▶ Photo-based referring expression data

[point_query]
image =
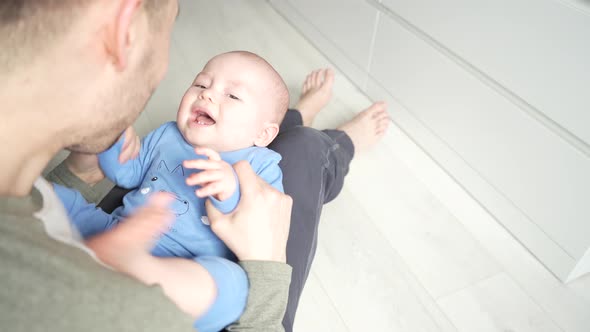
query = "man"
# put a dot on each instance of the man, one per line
(75, 74)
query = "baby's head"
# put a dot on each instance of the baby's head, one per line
(238, 100)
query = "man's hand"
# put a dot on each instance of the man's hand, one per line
(217, 177)
(258, 229)
(131, 146)
(126, 248)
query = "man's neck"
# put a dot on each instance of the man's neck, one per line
(27, 138)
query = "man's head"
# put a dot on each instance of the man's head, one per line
(91, 64)
(238, 100)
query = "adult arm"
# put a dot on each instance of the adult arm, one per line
(258, 237)
(262, 252)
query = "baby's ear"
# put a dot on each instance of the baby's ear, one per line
(267, 134)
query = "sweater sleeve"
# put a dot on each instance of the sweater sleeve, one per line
(267, 298)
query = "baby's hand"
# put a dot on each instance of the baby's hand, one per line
(216, 178)
(131, 146)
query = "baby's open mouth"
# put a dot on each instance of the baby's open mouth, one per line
(203, 119)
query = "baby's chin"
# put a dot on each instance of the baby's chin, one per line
(216, 145)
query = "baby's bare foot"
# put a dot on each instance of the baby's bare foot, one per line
(315, 94)
(367, 127)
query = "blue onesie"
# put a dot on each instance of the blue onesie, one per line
(159, 168)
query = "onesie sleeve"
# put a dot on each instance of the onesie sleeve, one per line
(266, 165)
(88, 219)
(130, 174)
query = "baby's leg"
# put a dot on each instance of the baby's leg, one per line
(86, 217)
(232, 293)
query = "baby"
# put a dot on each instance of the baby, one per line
(231, 112)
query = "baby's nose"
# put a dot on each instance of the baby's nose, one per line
(208, 94)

▶ Assigned task
Write out all the records again, exactly, minus any pictures.

▶ Solution for this task
[point_query]
image =
query = "man"
# put a dot on each instance of the man, one per line
(75, 74)
query = "baby's head"
# put a dot on each instance of the baby's head, one per line
(238, 100)
query = "man's hand"
# put a dot on each instance of the man's hand, one per line
(217, 177)
(258, 229)
(131, 146)
(126, 248)
query = "man's neck"
# put a dot on each instance of the man's neck, one per line
(27, 138)
query = "man's head"
# put a dot on each instance of the man's head, one per line
(91, 64)
(238, 100)
query = "adult arm"
# put a dot on each instance of the adult arm, one per line
(258, 237)
(262, 252)
query = "baby's ear"
# put a dot on each instance of the baby's ear, one per line
(267, 134)
query = "sweater sleeve"
# put a dot on each instance of the sweater sleeve, one per line
(267, 298)
query = "baby's hand"
# put a dot on each instance of the baby's hand, one per line
(216, 178)
(131, 146)
query = "baby's open mouth"
# put a dot on each instance of the baby's open mouth, one per line
(203, 119)
query = "baby's chin"
# put a dot on each instance of the baby's chin, one per line
(216, 145)
query = "baby's bare foot"
# put a dot on each instance of the baby's bare foot, one per line
(315, 94)
(367, 127)
query = "blue onesie"
# put a dot on each instance of the blue onesie, one per line
(159, 168)
query = "onesie sleeve"
# put a dot on each instance of the onesie sleeve, one per line
(266, 165)
(88, 219)
(130, 174)
query = "baby's leg"
# put a dot on each instance of the baby's leg, one per line
(86, 217)
(232, 293)
query = "baby"
# put a dot on each instance of the baby, one per line
(231, 112)
query = "baby's nose"
# put a dot on each instance of the baby's nose, one per line
(208, 94)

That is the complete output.